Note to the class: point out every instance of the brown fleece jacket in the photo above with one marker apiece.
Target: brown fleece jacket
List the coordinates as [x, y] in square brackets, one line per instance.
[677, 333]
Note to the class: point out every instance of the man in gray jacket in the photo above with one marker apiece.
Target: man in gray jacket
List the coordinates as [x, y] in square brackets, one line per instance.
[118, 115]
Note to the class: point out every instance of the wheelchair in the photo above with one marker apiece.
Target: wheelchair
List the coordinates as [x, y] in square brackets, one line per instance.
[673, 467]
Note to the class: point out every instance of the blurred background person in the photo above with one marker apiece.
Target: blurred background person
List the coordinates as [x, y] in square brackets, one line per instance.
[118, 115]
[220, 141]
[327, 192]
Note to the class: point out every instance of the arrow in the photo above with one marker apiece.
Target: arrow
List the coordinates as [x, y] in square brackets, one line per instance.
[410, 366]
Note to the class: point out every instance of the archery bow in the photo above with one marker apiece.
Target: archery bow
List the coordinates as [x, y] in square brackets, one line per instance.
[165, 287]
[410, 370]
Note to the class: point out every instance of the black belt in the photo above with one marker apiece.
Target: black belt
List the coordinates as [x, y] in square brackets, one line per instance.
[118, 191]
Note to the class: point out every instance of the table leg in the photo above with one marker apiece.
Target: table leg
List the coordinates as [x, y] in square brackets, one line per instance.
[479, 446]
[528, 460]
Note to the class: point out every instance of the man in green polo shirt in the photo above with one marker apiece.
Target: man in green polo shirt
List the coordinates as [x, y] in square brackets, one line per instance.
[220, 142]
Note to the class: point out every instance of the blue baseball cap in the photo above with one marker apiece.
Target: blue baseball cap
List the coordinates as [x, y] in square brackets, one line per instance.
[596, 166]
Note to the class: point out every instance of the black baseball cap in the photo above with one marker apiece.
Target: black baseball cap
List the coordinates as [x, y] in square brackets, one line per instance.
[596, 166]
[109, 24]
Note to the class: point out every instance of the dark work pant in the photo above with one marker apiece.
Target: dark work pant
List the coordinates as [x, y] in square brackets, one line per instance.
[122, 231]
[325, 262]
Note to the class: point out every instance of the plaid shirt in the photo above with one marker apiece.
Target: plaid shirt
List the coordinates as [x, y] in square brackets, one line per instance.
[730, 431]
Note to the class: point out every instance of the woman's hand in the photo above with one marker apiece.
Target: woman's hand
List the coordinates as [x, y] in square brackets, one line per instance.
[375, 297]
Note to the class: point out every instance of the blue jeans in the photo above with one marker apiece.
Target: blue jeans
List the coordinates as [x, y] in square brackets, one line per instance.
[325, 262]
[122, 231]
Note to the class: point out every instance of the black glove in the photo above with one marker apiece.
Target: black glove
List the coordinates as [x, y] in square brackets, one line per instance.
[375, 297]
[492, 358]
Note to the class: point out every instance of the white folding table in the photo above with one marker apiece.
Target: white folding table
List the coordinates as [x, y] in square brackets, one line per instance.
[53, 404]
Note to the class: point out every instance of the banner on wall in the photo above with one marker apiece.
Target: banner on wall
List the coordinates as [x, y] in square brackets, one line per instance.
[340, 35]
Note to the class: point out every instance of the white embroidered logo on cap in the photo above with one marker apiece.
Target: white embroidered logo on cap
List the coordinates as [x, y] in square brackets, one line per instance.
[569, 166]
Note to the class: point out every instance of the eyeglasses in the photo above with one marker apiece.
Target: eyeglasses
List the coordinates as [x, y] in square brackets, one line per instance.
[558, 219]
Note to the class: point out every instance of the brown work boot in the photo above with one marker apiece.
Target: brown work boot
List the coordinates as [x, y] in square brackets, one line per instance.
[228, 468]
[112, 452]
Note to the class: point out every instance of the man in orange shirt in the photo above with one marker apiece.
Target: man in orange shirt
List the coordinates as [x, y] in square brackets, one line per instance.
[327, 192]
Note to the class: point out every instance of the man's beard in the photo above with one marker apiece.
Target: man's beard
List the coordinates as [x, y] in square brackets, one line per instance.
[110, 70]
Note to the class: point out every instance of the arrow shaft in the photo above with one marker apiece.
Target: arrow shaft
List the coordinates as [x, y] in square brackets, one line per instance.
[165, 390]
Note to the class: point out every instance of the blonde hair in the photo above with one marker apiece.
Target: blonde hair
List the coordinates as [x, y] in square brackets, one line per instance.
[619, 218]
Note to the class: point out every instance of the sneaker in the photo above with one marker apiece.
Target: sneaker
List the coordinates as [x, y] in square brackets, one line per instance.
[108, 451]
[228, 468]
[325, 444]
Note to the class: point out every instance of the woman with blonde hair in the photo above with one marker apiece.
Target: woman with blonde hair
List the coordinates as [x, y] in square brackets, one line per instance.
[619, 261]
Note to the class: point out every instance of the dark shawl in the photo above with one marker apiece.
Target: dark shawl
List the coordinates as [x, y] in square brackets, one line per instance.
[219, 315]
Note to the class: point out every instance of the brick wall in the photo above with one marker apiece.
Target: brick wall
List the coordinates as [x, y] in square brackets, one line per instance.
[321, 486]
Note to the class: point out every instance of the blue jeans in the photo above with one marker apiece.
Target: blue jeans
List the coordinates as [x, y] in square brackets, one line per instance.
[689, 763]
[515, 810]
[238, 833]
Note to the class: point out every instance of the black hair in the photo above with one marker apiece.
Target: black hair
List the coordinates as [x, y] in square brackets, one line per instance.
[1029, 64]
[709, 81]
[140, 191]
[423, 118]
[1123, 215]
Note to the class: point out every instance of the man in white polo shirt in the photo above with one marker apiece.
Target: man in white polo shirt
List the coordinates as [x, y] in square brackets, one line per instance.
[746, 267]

──────

* Requirement
Repeat the entries above exactly, leaving nothing out.

* Problem solution
Note to the class: point out every instance of the brown fleece jacket in the photo above with one marker apiece.
Target: brown fleece jacket
List the coordinates as [x, y] in square brackets, one line per instance.
[677, 333]
Note to the class: point out every instance of the man in gray jacket in the photo above with one marker apiece.
Target: man in gray jacket
List the coordinates as [x, y] in square brackets, one line per instance.
[118, 115]
Note to the class: point out every instance of the wheelchair in the photo above with one marker apiece.
Target: wheelchair
List the coordinates as [x, y] in square brackets, one line per instance.
[673, 467]
Note to the class: point out every instance of the blurred background person in the photo above with one marker apiece.
Target: blurred background person
List the coordinates as [x, y] in square brackets, one line per instance.
[118, 115]
[220, 141]
[327, 192]
Note to the class: point out every instance of the arrow in the photo above with one marker apiece.
Target: arrow
List the coordinates as [x, y] in square brackets, one line per instance.
[410, 366]
Note to the class: point out every instance of the archery bow in the photo above with one marker apiece.
Target: archery bow
List the coordinates as [x, y] in square brackets, one line per instance.
[165, 287]
[410, 370]
Note to the class: point out every instance of the black belt in the photo above with one marker apiece.
Target: black belt
List the coordinates as [x, y] in square brackets, one line per instance.
[118, 191]
Note to the class: point out every instance of the table leg in the photo above with one marker apiece.
Target: table leg
List the coordinates as [x, y] in square brackets, one line per instance.
[479, 446]
[528, 460]
Note to the class: point out every instance of the man in green polo shirt in the photo above with one marker apiece.
Target: man in green polo shirt
List the coordinates as [x, y] in square brackets, one line per instance.
[220, 142]
Note to the class: point out every instance of the blue baseball cap in the photo above with one marker apiece.
Target: blue baseball cap
List the coordinates as [x, y] in square brackets, one line per instance.
[596, 166]
Note to the class: point out every instance of the black baseball cap in the photo above with one marker apiece.
Target: black baseball cap
List the coordinates as [x, y] in square brackets, one line per instance.
[596, 166]
[109, 24]
Note to the class: point out every instance of the dark work pant in the photo above with one marker apiece.
Target: dark work pant
List the coordinates as [x, y] in square brackets, one line per instance.
[122, 231]
[325, 262]
Note to the class: point out every instance of the plaid shirt in the photo above with one marker apiece.
Target: plaid shirt
List the coordinates as [x, y] in square brackets, one line per instance.
[730, 431]
Note to the class: point out every instance of the woman's hand in the photo above with one marker apiece.
Target: woman's hand
List the coordinates as [x, y] in square brackets, one line per instance.
[375, 297]
Note to the class: point out every instance of the blue jeans in the photo above with one marker apiece.
Target: blue jeans
List the coordinates as [x, y] in square brackets, one line per instance.
[325, 262]
[122, 231]
Note to the class: point out every instance of the black glove in the photo above with one marker apiece.
Target: black glove
List the coordinates as [x, y] in square brackets, one line per instance.
[375, 297]
[492, 358]
Note to the class: point out every instance of the white folding table in the photo above with one marker apiece.
Target: white folding table
List the coordinates as [x, y] in square brackets, one line per instance.
[53, 404]
Note to the class: point out every instance of the banner on wall in the photo above with one marker apiece.
Target: banner on wall
List the coordinates as [x, y] in square brackets, one line per instance.
[340, 35]
Note to the class: point out every instance of the white embroidered logo on cap in the photo above with one marker apiece.
Target: white embroidered logo on cap
List the coordinates as [x, y] in square brackets, one line per instance.
[569, 166]
Note to the class: point out every instance of the eyeglasses in the photo above with one marker apiece.
Target: eyeglasses
List the coordinates as [x, y] in square brackets, one line per instance.
[558, 219]
Note to the class: point out every instance of the brown work boot in the photo above with one marker apiece.
Target: brown work boot
List the coordinates as [x, y] in square brackets, one line per instance.
[228, 468]
[112, 452]
Note to the class: point out every instance of the man in orange shirt in the photo above with one marker apiece.
Target: man in orange shirt
List the coordinates as [x, y] in square brackets, one line per instance.
[327, 192]
Note to the class: point out every instance of the man's beard in the photo above with one marker apiece.
Target: man's beard
List the coordinates as [x, y] in square brackets, one line per instance.
[110, 70]
Note to the class: point out every instance of the arrow shaft in the photo above with one marker apiece.
Target: arrow shaft
List the coordinates as [x, y] in square brackets, one line per instance.
[165, 390]
Note to the class: point out every instance of the blonde hair in the photo above with one marker apiece.
Target: blonde hair
List the coordinates as [x, y] in square brackets, one line per instance.
[619, 218]
Note to the class: point out every instance of the sneaker in the photo above with one marker apiece.
Target: sneaker
List the coordinates as [x, y] in square brackets, one line per instance.
[108, 451]
[228, 468]
[325, 444]
Note to the class: point out every instance of the woman with blonde hair in the photo above with one marker apiece.
Target: woman with blonde hair
List the coordinates as [x, y] in square brackets, one line per instance.
[619, 261]
Note to the class: point out every instance of the dark shawl in the photo above with one marker apiece.
Target: dark shawl
List the coordinates as [x, y] in square brackets, one line per instance.
[219, 315]
Note to the class: point out every instance of the brick wall in the photo above with one marker apiece.
Target: brick wall
List the coordinates as [x, y] in square brackets, one line per instance.
[321, 486]
Note to the class: point out every instance of the blue jeans in the photo above with one marker apiece.
Target: blue jeans
List the coordinates as [x, y] in square brackets, one line per instance.
[689, 763]
[515, 810]
[238, 833]
Note to the class: point out every instance of the black hair in the photo above with one marker apiece.
Target: black hair
List the coordinates as [x, y] in square brackets, one line per instance.
[1029, 64]
[709, 81]
[140, 191]
[423, 118]
[1123, 215]
Note to the class: point out every instance of the man in white polo shirt in the photo above with one marker apiece.
Target: man in white polo shirt
List the coordinates as [x, y] in square brackets, one line per instance.
[746, 267]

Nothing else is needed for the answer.